Stored data entries
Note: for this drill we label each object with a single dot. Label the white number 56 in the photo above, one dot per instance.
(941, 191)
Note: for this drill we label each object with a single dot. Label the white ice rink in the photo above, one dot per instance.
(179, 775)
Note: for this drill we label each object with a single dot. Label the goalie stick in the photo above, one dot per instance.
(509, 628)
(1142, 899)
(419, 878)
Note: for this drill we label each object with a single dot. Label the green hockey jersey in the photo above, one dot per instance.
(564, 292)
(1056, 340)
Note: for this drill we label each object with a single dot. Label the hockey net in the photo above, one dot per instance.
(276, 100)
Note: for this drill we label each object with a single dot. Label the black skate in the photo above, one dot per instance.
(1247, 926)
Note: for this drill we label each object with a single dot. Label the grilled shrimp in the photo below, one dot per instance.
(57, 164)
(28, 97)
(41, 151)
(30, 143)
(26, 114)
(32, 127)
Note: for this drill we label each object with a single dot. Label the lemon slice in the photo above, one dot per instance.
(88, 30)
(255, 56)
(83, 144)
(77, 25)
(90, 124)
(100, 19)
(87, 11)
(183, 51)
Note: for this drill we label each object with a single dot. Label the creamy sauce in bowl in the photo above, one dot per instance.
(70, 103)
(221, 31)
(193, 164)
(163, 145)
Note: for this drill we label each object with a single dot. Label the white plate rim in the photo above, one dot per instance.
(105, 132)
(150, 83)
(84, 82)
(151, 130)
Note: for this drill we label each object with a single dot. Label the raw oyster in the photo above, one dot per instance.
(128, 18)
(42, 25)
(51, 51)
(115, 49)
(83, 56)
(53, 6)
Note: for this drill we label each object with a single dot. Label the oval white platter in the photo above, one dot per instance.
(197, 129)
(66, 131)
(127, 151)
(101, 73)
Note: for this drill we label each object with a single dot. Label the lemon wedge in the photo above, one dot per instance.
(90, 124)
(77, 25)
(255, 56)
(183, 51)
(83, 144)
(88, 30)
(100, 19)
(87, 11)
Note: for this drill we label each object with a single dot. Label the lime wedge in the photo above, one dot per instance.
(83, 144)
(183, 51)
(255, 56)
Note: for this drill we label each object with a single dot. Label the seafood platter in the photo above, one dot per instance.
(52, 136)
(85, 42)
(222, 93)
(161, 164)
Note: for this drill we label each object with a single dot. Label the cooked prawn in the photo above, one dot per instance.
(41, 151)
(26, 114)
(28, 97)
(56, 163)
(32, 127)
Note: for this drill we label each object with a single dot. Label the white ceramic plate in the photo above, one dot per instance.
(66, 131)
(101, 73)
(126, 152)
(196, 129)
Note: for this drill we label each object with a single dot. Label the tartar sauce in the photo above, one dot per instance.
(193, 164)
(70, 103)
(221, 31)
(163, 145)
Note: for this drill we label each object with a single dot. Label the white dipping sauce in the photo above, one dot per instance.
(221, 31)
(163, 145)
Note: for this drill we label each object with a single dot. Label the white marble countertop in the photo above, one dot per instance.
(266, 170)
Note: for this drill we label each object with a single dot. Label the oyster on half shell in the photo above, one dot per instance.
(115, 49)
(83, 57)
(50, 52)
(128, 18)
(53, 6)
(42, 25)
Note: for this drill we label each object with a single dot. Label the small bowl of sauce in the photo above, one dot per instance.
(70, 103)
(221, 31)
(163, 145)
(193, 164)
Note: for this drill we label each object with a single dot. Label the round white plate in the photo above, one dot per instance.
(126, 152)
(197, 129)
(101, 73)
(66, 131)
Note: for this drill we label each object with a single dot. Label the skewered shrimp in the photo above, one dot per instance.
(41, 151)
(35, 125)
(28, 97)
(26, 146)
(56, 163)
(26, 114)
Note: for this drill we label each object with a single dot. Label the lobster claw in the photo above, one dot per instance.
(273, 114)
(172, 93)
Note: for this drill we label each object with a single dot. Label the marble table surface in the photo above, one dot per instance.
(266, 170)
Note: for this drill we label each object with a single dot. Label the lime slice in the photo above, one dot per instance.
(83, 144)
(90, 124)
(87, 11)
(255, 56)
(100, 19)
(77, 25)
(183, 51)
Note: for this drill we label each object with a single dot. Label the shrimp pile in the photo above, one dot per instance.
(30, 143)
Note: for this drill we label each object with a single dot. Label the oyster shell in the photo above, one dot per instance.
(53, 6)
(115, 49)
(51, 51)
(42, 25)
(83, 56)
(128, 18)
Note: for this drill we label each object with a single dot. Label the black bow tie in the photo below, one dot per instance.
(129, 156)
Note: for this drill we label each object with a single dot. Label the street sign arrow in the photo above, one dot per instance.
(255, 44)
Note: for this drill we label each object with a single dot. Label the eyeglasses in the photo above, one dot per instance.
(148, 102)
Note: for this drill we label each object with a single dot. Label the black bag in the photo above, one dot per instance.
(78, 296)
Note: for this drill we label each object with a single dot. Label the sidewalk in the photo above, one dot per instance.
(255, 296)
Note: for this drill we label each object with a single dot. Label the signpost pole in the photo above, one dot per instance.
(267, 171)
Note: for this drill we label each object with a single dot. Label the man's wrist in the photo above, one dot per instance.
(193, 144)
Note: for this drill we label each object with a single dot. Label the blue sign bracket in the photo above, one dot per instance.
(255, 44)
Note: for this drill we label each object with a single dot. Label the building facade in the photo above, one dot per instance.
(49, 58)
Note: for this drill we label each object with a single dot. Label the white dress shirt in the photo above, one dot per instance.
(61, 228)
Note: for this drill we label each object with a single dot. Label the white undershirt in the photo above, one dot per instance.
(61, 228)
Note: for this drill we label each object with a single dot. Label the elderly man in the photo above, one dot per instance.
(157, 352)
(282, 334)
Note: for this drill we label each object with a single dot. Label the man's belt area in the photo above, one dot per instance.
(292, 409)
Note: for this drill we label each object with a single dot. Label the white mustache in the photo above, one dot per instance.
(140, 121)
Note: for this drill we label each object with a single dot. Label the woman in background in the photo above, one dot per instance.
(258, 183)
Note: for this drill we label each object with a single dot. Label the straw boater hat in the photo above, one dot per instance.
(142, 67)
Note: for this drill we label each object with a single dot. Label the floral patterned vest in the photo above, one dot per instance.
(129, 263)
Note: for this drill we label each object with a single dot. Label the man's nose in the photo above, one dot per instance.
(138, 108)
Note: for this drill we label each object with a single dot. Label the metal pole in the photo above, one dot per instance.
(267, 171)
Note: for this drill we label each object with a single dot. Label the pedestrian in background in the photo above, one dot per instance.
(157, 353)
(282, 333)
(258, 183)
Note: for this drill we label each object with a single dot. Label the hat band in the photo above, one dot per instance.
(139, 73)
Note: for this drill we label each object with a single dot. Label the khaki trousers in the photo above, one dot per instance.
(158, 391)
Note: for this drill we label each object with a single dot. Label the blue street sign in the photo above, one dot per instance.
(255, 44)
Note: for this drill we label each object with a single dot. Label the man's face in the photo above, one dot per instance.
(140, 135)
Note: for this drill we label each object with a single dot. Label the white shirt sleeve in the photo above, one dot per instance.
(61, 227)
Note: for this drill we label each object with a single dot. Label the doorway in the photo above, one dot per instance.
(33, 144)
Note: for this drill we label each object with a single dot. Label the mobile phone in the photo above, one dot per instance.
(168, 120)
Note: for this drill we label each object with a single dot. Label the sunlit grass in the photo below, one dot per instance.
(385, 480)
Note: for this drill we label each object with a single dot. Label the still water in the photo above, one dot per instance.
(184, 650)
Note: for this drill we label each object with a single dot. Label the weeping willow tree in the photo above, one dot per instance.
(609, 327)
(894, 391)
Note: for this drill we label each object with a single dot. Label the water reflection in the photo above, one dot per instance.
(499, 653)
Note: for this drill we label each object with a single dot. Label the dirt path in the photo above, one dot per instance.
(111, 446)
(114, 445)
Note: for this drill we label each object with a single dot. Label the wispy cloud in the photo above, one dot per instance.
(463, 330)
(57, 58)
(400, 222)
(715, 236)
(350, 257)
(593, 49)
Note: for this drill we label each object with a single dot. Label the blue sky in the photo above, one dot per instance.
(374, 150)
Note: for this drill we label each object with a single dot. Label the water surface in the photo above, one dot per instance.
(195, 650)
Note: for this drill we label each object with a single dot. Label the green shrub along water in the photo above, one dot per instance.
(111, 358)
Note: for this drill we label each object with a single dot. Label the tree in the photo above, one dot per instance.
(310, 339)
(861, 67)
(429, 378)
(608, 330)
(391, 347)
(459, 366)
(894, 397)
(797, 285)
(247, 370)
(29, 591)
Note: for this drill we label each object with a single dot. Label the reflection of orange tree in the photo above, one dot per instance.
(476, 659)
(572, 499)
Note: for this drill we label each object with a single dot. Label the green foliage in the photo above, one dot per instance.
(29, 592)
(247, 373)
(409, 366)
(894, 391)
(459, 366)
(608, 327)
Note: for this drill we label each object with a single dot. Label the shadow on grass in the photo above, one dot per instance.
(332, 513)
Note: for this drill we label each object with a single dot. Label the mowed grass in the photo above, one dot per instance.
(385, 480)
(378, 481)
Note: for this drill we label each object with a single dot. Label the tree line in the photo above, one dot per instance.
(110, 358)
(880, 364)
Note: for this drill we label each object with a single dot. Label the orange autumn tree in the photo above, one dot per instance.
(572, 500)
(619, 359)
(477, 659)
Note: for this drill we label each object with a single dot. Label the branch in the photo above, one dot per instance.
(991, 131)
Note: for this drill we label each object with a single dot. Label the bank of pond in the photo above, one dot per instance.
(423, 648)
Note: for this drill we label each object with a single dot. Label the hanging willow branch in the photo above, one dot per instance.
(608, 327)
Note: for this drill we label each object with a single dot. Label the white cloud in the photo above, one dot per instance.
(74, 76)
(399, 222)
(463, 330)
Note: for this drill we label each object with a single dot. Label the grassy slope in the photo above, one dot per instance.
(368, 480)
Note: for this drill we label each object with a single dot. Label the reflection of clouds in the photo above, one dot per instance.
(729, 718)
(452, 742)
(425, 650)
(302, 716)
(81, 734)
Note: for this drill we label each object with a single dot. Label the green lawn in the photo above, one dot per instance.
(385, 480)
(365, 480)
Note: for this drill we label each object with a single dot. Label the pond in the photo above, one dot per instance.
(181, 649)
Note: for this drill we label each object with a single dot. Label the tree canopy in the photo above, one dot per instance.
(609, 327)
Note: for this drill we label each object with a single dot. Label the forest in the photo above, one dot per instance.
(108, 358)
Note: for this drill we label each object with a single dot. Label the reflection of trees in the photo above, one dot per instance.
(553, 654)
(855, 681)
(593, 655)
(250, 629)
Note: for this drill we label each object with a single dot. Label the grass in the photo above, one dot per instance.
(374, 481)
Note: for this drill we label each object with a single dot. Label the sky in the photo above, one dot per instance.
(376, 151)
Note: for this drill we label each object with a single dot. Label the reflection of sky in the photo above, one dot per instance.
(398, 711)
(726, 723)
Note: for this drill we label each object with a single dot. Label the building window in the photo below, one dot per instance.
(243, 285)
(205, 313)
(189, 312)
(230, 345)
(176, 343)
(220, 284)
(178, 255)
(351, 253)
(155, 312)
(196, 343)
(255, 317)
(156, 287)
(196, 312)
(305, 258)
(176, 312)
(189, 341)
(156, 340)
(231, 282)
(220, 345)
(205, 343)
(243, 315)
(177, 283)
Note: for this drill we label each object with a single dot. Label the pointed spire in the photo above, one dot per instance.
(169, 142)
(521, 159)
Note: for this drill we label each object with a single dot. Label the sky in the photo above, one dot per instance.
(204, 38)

• _WHAT THE EXERCISE ASKS_:
From the "the building window" line to the close of the listing, restate each line word for word.

• _ANSWER TO THE TASK_:
Note: for this drill we label each object with a single dot. Label the building window in the photo below, one dot per instance.
(243, 285)
(205, 313)
(189, 312)
(230, 345)
(176, 343)
(220, 284)
(178, 255)
(351, 253)
(155, 312)
(196, 343)
(255, 317)
(156, 287)
(196, 312)
(305, 258)
(176, 312)
(189, 341)
(156, 340)
(231, 282)
(220, 345)
(205, 343)
(243, 315)
(177, 283)
Note: for this drill we label each object with a single dot. Label the pointed spire in the photo above, one dot per instance.
(169, 142)
(521, 159)
Note: for this drill we label each object with a single dot. Label the sky in the photo above, one dot per instance.
(204, 38)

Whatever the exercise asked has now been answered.